Copy out the records below word for word, from the line containing "Box every car door you see." through the line containing "30, 85, 315, 227", including both of those lines.

* Begin Data rows *

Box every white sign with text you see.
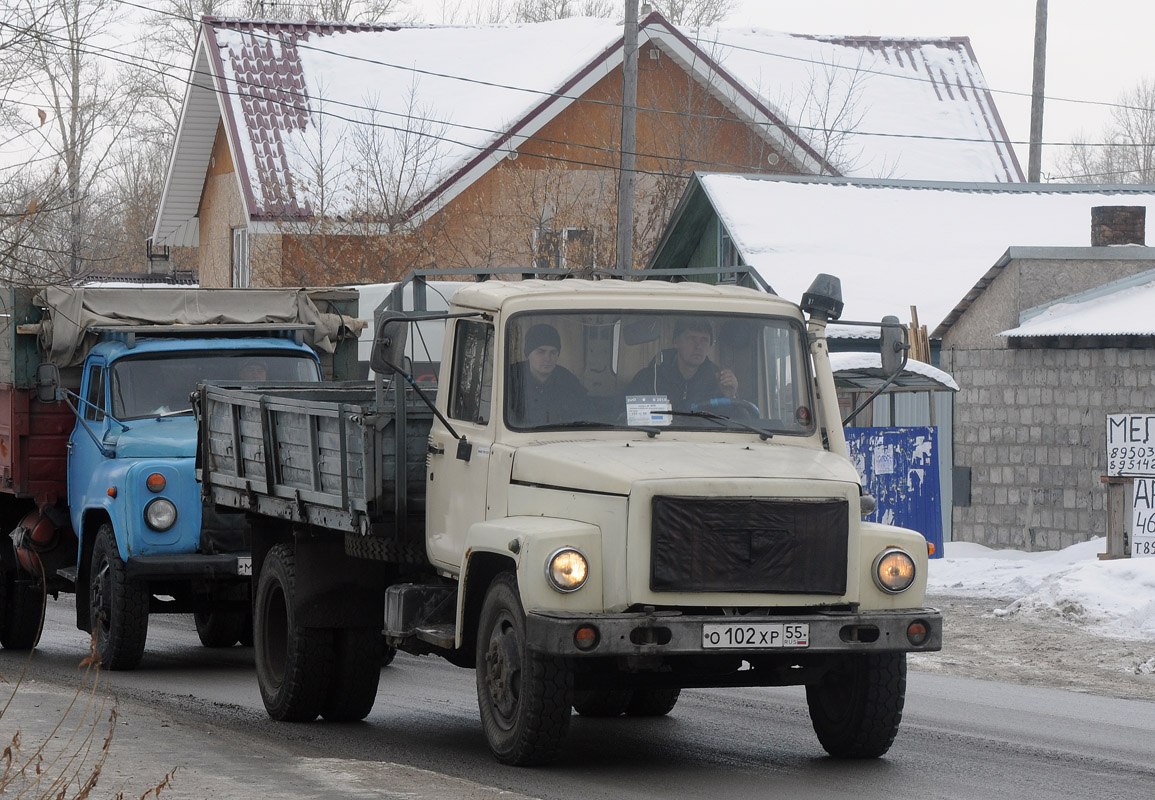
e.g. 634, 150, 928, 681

* End Data rows *
* Begin Data rows *

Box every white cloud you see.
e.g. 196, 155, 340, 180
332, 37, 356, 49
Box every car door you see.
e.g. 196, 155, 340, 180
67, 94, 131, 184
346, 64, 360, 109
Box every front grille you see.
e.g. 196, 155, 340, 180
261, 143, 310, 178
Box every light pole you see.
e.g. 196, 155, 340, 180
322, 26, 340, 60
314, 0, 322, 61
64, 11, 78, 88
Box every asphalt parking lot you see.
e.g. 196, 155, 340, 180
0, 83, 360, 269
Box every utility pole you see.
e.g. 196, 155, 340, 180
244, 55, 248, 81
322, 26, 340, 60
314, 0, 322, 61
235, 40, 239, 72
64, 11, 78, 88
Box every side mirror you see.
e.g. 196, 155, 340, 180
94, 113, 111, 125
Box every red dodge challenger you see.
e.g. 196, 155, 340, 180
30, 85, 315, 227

* End Data rows *

Correct response
Box every car door you see.
e.g. 196, 155, 340, 180
67, 94, 131, 184
346, 64, 360, 109
Box every front grille you see.
e.g. 196, 155, 340, 180
261, 143, 310, 178
Box every light pole you see.
e.g. 196, 155, 340, 180
322, 26, 340, 60
314, 0, 322, 61
64, 11, 78, 88
Box every asphalt parking lot you see.
e.g. 196, 155, 340, 180
0, 83, 360, 269
Box every utility pole you see.
e.g. 196, 155, 340, 180
244, 55, 248, 81
322, 26, 340, 60
314, 0, 322, 61
235, 40, 239, 72
64, 11, 78, 88
Box every side mirror you see.
e.g. 196, 155, 340, 180
94, 113, 111, 125
Box every red dodge challenger you see.
e.g. 196, 155, 340, 180
30, 85, 315, 227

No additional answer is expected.